Each line of the data below holding the word "spoon" must be copied.

+++ Records

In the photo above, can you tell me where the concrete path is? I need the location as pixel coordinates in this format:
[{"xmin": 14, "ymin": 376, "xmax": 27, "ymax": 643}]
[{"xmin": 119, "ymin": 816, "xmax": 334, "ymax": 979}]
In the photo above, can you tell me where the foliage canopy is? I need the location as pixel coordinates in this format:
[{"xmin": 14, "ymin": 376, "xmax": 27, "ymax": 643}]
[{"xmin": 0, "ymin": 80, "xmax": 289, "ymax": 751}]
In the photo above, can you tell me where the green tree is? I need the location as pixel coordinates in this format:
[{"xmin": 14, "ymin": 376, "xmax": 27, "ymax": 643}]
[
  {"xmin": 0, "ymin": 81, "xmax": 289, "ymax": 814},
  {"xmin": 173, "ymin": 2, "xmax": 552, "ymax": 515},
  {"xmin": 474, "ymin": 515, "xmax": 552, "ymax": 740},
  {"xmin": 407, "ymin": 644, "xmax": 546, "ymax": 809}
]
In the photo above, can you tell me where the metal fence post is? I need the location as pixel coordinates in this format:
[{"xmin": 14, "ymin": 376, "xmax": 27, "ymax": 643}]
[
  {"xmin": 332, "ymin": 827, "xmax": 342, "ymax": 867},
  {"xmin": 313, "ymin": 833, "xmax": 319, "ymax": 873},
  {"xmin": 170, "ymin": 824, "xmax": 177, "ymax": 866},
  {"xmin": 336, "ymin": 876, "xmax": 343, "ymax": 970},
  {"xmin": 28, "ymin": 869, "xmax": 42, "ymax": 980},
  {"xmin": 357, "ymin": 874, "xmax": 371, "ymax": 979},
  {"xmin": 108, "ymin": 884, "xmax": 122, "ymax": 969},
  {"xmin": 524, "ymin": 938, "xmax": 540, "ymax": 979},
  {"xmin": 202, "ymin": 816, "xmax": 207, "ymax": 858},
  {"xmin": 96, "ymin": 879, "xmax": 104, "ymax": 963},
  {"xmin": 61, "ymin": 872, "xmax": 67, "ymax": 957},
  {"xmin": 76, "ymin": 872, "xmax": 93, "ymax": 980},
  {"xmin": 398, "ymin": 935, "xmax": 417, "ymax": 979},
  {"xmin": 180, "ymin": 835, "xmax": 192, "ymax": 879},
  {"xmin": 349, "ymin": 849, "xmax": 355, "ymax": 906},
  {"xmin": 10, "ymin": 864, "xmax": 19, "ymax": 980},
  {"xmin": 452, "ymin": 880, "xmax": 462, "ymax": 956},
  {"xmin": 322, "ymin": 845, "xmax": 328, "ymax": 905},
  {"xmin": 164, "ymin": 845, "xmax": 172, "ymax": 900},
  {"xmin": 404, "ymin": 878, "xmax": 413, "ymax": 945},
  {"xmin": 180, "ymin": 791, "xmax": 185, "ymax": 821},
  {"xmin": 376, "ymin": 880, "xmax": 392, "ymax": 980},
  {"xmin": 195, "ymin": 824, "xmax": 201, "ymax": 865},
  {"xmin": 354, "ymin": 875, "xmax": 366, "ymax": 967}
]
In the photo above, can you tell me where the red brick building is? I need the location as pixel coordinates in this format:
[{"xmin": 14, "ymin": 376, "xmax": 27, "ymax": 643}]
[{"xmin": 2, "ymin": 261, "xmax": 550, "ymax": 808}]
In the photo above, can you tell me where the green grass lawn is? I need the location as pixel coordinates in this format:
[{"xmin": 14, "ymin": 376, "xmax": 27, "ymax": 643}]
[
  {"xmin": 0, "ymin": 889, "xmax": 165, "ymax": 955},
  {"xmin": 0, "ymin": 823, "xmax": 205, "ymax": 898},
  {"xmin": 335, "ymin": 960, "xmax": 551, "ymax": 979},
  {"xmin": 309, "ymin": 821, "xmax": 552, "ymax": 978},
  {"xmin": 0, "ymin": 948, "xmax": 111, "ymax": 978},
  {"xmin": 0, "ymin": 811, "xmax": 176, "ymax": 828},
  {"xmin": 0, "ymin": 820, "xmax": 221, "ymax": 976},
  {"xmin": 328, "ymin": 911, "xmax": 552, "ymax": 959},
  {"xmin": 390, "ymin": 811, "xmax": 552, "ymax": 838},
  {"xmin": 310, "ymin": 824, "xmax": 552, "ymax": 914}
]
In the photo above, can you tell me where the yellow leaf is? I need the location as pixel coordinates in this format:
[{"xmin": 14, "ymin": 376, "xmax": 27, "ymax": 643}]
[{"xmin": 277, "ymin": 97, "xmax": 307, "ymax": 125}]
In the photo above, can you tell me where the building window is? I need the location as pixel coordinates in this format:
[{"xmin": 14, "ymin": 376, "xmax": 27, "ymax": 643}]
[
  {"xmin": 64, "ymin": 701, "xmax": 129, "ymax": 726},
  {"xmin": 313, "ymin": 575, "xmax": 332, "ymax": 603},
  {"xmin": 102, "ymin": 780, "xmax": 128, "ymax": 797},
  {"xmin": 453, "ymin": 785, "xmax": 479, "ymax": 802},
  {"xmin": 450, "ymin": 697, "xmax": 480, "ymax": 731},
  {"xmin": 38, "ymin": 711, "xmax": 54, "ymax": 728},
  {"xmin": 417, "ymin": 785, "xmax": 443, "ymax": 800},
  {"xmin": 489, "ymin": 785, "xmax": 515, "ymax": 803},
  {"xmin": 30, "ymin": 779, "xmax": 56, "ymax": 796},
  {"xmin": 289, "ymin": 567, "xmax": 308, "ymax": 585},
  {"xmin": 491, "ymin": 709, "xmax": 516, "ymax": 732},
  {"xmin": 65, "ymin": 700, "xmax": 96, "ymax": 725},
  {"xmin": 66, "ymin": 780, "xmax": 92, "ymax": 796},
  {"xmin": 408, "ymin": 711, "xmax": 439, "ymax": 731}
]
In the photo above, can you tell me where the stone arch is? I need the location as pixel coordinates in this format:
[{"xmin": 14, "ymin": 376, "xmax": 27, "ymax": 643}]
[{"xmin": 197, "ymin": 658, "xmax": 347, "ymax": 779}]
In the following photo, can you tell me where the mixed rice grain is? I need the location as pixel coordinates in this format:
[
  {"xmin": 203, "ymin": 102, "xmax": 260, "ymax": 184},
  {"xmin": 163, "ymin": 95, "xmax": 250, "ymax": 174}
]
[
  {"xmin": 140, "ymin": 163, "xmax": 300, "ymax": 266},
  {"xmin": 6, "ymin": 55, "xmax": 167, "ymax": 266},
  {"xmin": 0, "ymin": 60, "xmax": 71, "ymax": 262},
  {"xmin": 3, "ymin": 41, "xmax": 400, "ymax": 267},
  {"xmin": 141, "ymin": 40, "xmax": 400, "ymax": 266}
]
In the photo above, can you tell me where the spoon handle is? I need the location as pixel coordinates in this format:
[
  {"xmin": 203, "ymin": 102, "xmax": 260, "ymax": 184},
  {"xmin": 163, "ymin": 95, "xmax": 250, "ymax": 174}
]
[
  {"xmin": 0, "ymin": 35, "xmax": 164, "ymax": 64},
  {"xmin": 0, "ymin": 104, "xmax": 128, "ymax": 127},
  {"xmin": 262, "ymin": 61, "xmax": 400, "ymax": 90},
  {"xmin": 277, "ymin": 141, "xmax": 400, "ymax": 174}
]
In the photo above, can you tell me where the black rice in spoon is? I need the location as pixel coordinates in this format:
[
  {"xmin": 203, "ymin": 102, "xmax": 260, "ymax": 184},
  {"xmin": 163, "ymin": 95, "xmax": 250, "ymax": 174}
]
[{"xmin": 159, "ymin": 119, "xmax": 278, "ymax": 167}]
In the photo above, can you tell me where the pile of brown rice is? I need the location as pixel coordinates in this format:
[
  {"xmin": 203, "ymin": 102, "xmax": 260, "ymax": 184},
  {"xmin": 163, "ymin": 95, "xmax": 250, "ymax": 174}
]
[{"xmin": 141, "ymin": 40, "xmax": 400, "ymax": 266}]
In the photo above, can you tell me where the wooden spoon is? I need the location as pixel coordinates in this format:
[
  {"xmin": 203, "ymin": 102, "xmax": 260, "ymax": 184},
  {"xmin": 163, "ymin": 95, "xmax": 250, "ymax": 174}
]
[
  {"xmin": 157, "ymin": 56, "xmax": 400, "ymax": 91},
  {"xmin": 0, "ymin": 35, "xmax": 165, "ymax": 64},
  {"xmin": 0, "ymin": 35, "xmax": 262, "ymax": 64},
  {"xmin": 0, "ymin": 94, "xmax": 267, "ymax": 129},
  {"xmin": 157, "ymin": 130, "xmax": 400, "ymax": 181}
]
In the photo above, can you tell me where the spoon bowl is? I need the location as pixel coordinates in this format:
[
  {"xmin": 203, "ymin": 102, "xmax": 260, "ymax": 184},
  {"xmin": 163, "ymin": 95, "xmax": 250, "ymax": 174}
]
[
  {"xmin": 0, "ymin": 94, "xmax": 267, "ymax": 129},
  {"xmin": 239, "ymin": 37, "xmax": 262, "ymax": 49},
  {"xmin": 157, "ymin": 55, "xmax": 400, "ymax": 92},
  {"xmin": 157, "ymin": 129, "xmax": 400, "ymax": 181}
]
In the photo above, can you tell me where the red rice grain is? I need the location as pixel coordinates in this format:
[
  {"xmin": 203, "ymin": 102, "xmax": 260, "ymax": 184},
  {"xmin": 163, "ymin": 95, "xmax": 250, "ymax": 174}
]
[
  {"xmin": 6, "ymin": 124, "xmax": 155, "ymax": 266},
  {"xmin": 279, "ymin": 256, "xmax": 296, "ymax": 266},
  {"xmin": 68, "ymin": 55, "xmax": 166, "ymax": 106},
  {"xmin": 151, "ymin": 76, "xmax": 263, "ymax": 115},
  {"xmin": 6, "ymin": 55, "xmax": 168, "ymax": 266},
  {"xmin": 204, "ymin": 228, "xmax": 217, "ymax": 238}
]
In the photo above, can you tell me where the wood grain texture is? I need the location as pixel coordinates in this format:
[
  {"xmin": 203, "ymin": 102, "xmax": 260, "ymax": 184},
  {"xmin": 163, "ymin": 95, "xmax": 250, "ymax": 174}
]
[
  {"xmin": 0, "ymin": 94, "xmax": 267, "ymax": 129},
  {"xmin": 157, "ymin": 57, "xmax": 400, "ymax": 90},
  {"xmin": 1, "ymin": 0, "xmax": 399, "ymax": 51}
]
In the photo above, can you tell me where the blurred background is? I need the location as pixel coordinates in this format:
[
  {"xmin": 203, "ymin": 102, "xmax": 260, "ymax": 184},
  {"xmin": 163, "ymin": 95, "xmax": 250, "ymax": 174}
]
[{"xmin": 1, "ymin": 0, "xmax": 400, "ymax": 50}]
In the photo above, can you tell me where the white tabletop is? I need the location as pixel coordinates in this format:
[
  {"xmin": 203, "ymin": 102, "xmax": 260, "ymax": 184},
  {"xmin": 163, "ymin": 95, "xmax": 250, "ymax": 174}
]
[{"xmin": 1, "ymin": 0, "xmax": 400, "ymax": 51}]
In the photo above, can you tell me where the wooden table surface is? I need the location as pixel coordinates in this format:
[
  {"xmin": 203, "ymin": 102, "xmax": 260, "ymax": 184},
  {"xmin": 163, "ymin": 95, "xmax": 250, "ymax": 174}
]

++++++

▸ **Task solution**:
In the photo above, can you tell me where the spoon handle is? I need the location as pixel coordinates in this format:
In the photo above, can you tell me where the black rice in spoon is? I need the location as pixel coordinates in this format:
In the photo above, can you tell me where the wooden spoon is? I need the location as pixel coordinates in this format:
In the photo above, can you tell me where the spoon bowl is? I need the location as pixel coordinates in this format:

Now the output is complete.